But there were some bright spots in the report. Asset managers need to adjust their forecasts for the near- and mid-term future “but this isn’t just about playing defense.” There are steps mutual fund companies can take to help themselves “prosper over the next five years.”
Scale can help companies withstand industry headwinds and there have already been more mergers and acquisitions in recent years. PwC predicts this will continue and that the industry will shrink, with up to 20% of existing firms being acquired or eliminated by 2025.
Like many companies across industries, some asset managers have done well adapting to help employees work remotely during the pandemic. But more should consider those changes or making them permanent. Increasing the number of employees working from home, even part of the time, could create opportunities to shrink office space. Those changes could prove important to some asset managers.
“The pandemic won’t last forever, but the pre-pandemic workplace is unlikely to return any time soon; the need to reduce costs won’t allow it,” according to PwC.
Another way to shrink an office footprint? Employ fewer people. “We now predict a 10% reduction in mutual fund employment over the period from 2019 to 2025, tied to cost trimming, fund consolidation, and increased automation and outsourcing.”
But cost-cutting is only one tool in the box. The PwC report suggested other solutions that would help asset managers in the long-term.

□ □ □

-- Problems to solve --
(a) List the factors that the passage on asset managers ties to the predicted reduction in mutual fund employment.
(b) Reproduce word for word the part of the passage on asset managers between "Scale can help" and "eliminated by 2025.", inclusive.
(c) Continue the passage on asset managers from its last sentence.
The entries come from a separate source unrelated to the passage on asset managers.

-- Excerpted records --
□ □ □

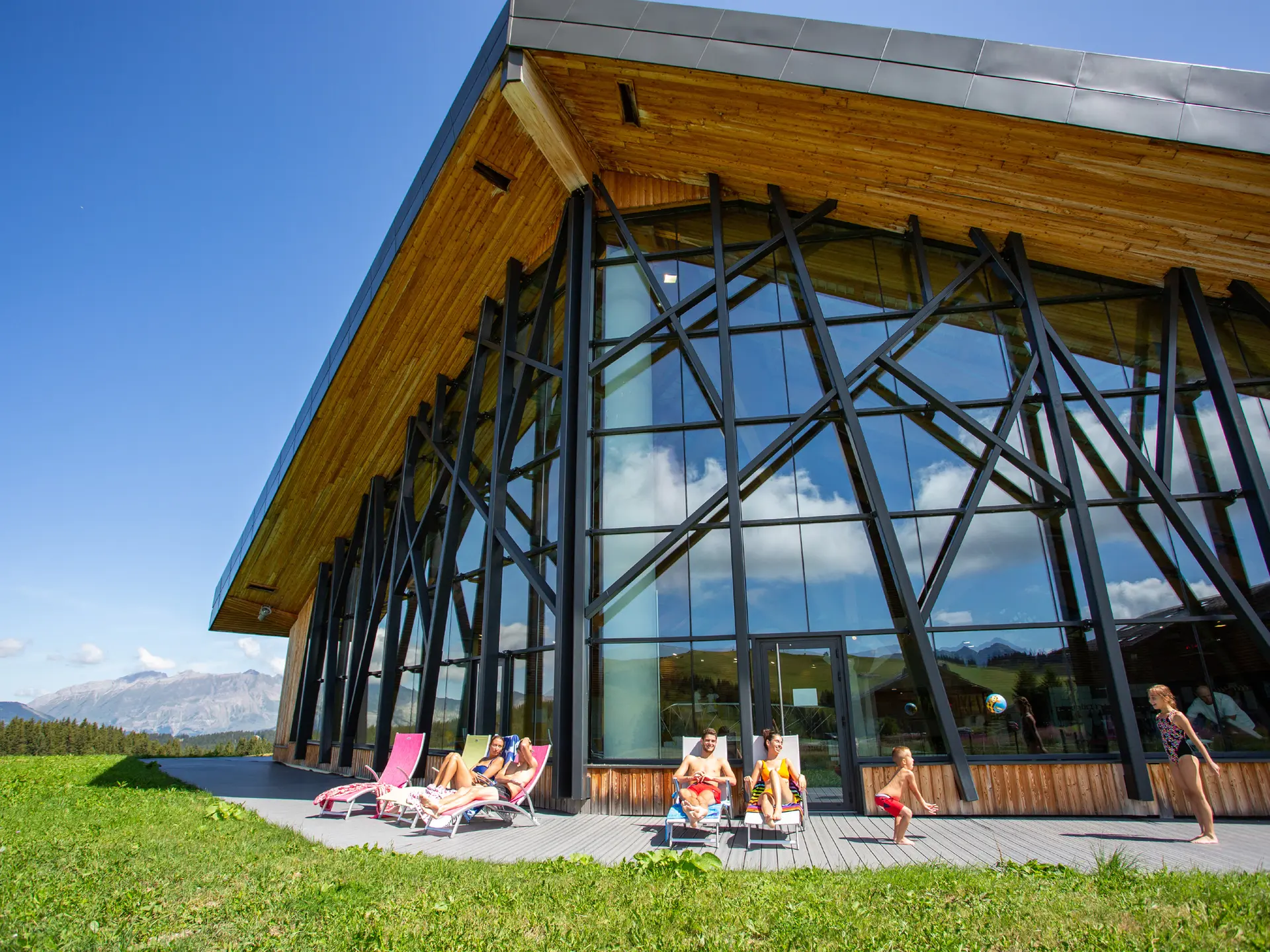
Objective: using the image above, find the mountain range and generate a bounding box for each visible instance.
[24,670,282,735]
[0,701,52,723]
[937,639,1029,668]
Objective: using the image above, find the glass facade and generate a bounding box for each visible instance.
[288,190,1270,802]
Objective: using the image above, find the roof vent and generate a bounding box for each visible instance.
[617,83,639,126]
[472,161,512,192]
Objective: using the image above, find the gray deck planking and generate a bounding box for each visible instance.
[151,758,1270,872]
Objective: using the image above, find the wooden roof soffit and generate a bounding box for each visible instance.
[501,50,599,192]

□ □ □

-- Answers provided --
(a)
- Cost trimming
- Fund consolidation
- Increased automation
- Outsourcing

(b)
Scale can help companies withstand industry headwinds and there have already been more mergers and acquisitions in recent years. PwC predicts this will continue and that the industry will shrink, with up to 20% of existing firms being acquired or eliminated by 2025.

(c)
If complex strategies are what differentiate a firm, then they need to consider new vehicles. Examples of more products on the horizon include smart-beta funds, periodically disclosed active ETFs, ESG, and outcome-oriented funds, according to PwC.
The consultant also said companies need to modernize their technology and offer products and services beyond their funds. “Investors understand the need to pay for services, but as many valuable services are now available at low or no cost, the fund value proposition just isn’t as reasonable to them,” the PwC report said.
If they haven’t already implemented them, fund companies might need to offer performance-linked and/or fulcrum fee structures to better align manager ability with investor value. They should also think about offering “new ancillary services,” such as automated tax-benefit advisors, financial wellness tools and more complex analytical guidance.
“In addition to generating revenue, these services are sticky — embedding firms in the daily lives of their clients and increasing customer loyalty.”